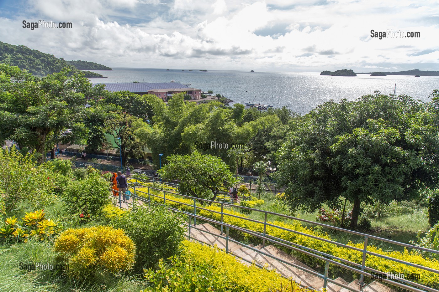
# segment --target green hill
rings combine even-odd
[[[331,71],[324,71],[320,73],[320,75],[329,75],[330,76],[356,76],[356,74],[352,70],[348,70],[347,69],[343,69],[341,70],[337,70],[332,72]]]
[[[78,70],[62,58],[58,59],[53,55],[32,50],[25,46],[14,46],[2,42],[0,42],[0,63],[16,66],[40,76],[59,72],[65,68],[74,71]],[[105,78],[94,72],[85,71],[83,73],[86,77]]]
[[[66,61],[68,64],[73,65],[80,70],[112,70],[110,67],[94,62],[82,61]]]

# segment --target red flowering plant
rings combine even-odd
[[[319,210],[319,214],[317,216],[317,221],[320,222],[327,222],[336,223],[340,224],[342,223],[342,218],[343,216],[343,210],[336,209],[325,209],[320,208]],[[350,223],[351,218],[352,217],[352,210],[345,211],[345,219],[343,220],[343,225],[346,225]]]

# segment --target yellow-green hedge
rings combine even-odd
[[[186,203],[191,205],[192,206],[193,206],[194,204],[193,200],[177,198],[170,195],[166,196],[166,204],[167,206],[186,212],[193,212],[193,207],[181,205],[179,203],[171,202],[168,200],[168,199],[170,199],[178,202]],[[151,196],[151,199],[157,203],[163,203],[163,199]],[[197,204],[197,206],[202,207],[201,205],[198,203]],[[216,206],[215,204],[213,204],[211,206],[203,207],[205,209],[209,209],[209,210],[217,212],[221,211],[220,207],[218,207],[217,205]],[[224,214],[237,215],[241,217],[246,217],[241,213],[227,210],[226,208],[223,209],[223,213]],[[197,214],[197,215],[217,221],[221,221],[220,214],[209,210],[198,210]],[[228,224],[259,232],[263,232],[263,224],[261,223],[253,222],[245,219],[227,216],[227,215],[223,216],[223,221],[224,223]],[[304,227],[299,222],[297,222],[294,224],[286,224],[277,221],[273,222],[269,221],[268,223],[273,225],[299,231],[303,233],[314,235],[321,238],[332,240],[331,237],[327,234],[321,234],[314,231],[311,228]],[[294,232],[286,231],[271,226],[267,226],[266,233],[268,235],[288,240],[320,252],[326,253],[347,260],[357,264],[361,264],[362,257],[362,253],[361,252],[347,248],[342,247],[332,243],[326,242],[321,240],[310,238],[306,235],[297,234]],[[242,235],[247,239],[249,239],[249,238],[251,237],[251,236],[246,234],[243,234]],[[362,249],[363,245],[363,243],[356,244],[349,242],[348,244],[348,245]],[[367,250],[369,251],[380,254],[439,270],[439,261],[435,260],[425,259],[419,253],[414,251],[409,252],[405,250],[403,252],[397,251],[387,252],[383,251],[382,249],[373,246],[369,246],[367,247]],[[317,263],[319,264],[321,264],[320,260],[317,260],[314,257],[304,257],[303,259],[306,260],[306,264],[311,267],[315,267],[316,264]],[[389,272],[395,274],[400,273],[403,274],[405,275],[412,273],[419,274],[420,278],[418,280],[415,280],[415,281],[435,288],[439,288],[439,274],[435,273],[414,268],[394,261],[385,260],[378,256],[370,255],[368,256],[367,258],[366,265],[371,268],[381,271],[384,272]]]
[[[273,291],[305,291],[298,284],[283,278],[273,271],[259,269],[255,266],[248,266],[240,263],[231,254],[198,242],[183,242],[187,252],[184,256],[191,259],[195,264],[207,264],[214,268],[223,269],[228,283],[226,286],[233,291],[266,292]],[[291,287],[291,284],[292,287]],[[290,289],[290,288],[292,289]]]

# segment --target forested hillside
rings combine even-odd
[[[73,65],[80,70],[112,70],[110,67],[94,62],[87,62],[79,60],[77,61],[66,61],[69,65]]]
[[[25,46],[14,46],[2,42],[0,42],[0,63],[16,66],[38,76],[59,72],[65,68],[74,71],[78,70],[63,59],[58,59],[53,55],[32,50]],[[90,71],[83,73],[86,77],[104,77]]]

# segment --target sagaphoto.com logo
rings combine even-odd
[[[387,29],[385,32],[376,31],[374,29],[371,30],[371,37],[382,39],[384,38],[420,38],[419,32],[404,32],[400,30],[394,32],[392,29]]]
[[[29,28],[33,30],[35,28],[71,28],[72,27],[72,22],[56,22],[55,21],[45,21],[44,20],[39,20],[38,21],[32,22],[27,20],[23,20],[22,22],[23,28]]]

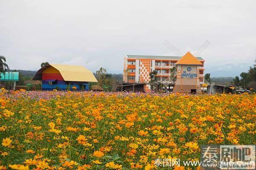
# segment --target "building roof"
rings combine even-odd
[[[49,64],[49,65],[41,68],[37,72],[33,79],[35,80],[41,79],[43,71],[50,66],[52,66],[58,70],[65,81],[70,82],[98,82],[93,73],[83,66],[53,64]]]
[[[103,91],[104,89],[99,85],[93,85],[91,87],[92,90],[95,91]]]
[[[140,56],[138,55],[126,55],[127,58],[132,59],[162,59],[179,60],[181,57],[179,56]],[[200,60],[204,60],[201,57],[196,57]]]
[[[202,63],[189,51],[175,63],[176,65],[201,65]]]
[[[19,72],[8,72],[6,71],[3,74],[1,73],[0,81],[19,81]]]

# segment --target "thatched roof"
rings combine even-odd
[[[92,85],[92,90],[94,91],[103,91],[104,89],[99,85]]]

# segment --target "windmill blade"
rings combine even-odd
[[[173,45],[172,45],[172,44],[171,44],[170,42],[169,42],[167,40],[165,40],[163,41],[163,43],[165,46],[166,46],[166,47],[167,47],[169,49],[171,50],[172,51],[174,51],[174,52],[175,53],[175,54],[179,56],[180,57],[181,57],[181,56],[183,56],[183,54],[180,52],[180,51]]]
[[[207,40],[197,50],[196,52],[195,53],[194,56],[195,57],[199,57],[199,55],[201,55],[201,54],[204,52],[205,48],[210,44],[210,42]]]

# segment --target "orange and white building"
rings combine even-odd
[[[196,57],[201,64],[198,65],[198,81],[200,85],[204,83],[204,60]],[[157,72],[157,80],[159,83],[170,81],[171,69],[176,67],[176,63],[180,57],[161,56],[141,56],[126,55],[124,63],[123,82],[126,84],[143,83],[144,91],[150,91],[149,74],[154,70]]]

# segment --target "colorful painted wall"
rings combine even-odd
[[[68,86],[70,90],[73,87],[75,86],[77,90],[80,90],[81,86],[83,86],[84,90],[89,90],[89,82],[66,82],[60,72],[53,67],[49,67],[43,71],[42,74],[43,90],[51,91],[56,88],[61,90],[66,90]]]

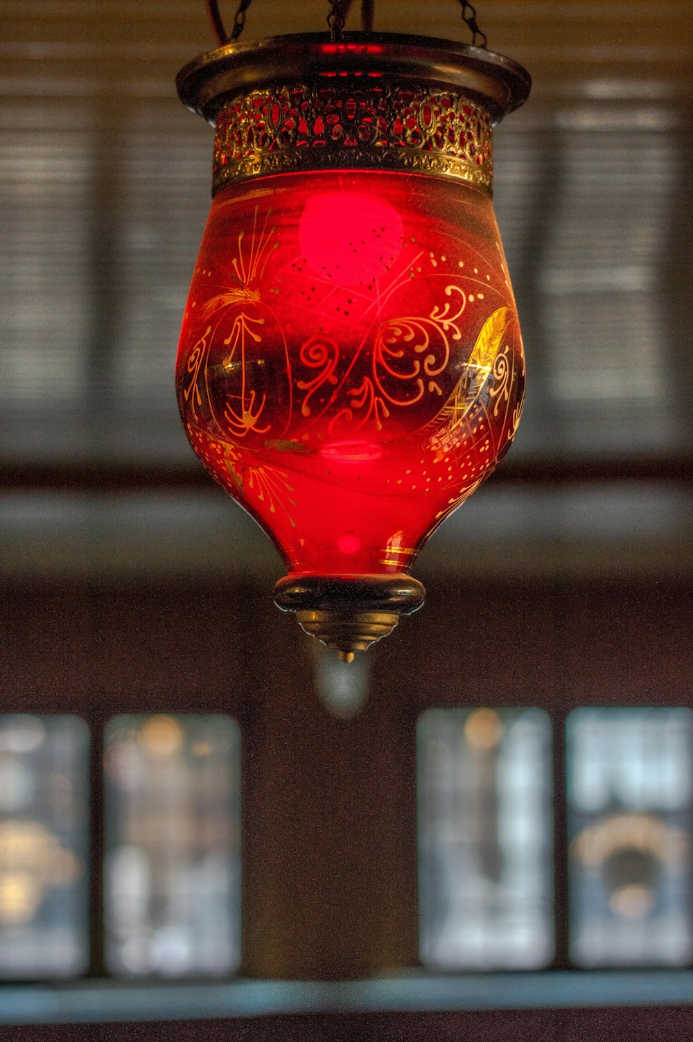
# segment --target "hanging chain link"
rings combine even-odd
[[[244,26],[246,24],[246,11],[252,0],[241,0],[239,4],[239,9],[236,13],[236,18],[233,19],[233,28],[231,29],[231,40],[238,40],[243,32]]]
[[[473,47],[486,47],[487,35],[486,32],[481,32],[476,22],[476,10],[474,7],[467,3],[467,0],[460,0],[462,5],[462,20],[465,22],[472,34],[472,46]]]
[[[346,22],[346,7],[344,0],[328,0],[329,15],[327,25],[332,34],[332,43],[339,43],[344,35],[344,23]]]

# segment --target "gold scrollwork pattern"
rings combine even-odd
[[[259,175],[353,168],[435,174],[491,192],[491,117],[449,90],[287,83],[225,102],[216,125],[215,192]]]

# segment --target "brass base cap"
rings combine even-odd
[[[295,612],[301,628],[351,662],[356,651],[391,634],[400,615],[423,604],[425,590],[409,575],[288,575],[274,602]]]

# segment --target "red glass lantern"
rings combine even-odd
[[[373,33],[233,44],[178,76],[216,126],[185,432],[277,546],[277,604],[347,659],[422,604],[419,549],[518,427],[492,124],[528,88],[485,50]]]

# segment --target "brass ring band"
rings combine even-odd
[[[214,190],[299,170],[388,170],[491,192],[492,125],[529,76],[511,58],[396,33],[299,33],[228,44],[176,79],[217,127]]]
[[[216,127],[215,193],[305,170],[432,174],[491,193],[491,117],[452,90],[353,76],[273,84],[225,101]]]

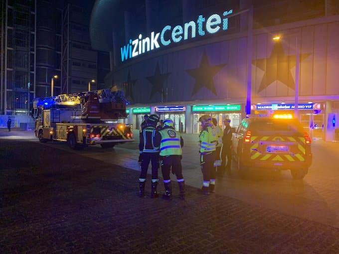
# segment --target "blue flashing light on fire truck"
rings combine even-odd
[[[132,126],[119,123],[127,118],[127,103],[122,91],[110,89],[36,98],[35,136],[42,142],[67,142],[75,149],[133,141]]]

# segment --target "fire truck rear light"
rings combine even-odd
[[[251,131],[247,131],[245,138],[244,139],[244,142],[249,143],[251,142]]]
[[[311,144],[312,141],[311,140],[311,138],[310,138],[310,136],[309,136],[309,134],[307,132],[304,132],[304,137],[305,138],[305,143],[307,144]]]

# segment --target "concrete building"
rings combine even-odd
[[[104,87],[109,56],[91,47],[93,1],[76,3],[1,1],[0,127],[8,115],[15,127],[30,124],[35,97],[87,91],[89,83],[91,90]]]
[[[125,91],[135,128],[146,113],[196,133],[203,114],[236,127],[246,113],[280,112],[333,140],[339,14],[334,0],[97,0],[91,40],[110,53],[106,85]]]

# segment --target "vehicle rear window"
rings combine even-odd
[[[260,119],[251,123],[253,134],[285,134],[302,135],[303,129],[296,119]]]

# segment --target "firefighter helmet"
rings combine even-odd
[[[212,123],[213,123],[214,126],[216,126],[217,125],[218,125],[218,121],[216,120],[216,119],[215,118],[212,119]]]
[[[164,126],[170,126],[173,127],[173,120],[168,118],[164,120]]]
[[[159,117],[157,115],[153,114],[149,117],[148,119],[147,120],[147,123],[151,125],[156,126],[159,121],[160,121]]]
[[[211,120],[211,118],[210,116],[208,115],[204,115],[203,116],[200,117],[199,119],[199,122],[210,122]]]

=====

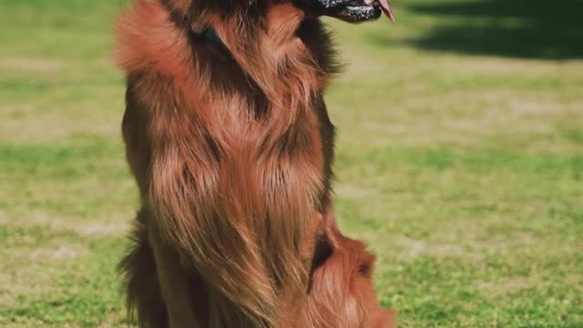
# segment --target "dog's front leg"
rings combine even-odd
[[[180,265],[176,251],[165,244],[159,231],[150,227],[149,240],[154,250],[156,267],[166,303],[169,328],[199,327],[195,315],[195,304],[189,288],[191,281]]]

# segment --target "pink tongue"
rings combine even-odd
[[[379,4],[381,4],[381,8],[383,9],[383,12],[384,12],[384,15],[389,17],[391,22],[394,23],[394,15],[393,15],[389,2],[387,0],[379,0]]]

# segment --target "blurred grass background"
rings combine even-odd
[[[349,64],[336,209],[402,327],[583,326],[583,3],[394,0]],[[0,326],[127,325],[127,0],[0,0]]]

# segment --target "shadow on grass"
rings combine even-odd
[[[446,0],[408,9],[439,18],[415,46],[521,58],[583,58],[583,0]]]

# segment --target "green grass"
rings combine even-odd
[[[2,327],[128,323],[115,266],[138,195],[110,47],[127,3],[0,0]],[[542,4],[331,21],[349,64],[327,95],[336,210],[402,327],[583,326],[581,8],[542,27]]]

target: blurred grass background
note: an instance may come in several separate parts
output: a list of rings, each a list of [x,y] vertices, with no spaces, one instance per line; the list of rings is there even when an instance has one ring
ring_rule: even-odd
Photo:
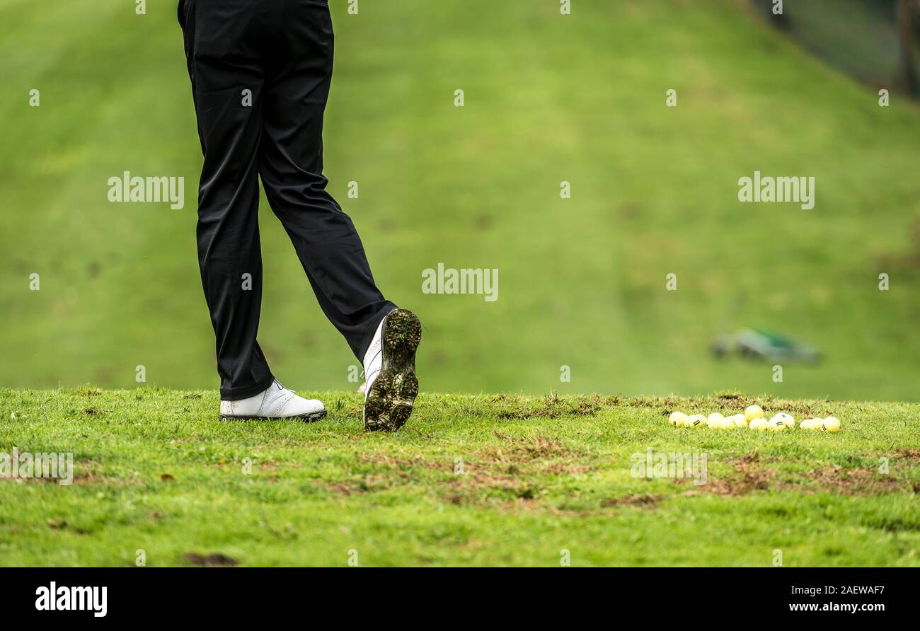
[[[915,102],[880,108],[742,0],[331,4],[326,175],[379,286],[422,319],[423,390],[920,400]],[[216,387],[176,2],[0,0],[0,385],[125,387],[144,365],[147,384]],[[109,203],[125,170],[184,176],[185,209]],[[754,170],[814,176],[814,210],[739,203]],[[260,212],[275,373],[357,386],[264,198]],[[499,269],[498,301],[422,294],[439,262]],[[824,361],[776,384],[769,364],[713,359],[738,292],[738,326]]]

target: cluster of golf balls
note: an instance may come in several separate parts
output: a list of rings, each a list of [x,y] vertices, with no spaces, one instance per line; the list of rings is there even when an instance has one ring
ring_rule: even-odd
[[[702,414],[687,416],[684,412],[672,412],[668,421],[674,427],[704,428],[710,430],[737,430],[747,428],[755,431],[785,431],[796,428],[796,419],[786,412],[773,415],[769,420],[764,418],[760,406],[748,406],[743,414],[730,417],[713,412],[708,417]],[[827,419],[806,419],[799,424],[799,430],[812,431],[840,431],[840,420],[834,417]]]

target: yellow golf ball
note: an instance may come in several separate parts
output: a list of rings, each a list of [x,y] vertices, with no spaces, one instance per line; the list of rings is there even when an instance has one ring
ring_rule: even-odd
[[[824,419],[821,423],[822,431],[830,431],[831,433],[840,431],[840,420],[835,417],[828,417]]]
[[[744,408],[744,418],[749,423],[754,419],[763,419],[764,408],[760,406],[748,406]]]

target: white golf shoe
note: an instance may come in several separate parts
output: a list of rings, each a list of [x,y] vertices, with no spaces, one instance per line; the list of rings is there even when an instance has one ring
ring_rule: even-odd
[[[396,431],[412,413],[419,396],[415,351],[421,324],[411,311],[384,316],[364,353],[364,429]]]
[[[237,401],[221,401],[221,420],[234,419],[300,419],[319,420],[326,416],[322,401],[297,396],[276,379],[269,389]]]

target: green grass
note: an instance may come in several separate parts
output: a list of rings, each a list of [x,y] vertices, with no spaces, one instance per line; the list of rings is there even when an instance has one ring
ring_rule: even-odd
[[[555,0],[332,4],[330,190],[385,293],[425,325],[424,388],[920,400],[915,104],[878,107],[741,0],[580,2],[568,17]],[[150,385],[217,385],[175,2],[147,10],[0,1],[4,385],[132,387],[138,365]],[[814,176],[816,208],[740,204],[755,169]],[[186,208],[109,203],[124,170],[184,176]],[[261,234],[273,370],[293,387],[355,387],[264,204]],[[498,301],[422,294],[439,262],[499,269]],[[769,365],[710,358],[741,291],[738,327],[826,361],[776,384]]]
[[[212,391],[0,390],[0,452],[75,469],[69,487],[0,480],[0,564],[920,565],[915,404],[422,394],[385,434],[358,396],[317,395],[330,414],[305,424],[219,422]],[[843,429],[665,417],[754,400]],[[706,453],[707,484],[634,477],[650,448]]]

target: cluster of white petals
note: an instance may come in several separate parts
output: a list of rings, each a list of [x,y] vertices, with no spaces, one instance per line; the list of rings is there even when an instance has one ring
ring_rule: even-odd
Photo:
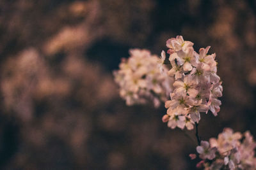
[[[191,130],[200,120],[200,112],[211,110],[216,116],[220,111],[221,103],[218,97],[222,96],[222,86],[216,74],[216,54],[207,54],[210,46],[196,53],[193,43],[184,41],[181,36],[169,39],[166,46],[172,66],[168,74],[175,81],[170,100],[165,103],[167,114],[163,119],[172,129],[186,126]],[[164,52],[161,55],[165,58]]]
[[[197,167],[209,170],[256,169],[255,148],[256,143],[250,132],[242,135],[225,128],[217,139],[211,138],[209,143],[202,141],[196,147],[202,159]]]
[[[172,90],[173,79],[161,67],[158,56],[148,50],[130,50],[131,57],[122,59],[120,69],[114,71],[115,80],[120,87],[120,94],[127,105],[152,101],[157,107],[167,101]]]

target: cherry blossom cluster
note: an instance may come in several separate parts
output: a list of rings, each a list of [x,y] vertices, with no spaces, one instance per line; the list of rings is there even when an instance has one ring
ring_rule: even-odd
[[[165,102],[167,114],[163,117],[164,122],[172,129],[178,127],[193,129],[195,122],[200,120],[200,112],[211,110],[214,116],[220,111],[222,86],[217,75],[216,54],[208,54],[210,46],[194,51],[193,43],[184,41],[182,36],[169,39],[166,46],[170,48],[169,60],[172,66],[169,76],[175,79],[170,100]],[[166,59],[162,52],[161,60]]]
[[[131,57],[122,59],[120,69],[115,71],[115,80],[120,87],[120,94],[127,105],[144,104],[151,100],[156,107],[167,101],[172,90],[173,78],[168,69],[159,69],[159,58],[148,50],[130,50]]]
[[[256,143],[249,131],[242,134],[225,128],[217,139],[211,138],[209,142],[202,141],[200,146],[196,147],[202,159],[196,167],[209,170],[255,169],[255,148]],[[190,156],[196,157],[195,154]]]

=====

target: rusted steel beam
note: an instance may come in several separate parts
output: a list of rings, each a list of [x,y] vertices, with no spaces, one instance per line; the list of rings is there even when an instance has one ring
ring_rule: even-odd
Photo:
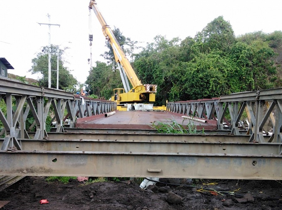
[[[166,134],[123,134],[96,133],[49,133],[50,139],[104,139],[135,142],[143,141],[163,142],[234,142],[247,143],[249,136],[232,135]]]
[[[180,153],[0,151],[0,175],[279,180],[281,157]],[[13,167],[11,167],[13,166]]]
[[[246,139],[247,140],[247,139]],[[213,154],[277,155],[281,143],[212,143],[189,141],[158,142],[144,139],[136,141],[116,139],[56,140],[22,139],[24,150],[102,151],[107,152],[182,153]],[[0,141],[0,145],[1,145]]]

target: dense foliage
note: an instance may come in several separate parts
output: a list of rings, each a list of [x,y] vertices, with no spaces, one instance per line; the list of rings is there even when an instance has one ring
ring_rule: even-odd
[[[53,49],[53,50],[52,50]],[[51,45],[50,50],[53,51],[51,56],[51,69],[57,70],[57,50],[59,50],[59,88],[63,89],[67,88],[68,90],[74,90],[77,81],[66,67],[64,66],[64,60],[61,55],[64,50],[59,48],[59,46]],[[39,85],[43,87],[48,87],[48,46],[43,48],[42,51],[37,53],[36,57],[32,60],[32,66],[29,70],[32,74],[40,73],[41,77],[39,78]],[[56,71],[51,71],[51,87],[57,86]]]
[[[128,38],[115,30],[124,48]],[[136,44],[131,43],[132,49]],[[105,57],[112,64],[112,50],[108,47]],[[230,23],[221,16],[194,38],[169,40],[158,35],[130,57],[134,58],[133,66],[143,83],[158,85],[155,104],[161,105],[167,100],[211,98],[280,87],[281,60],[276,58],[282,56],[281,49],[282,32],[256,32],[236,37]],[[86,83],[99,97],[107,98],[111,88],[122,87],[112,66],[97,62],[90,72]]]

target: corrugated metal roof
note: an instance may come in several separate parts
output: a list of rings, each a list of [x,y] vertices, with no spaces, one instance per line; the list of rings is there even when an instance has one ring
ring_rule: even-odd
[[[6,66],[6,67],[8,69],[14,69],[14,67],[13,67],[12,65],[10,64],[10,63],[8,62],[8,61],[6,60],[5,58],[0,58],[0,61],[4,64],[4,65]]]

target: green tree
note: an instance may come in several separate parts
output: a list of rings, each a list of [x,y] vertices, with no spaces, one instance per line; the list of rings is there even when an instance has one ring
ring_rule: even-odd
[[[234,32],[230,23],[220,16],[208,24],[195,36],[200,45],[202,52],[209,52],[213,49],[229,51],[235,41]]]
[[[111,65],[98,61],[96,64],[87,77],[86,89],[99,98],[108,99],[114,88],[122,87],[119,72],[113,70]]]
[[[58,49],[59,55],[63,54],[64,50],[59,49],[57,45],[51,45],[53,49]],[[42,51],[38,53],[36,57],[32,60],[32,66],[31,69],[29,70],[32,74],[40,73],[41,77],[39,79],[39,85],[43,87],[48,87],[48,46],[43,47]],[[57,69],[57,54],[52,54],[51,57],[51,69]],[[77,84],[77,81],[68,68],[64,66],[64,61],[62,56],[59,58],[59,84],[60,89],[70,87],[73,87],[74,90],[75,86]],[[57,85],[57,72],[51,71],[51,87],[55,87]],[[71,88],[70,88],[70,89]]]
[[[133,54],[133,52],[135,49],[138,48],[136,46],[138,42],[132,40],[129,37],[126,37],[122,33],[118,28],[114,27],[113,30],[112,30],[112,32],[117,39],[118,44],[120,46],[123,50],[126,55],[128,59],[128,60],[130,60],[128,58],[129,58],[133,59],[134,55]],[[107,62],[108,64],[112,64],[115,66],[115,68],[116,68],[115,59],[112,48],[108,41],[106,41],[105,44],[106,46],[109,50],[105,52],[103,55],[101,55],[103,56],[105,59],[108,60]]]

=====

How many lines in the material above contain the string "cluster"? Case counts. Reply with the number alone.

3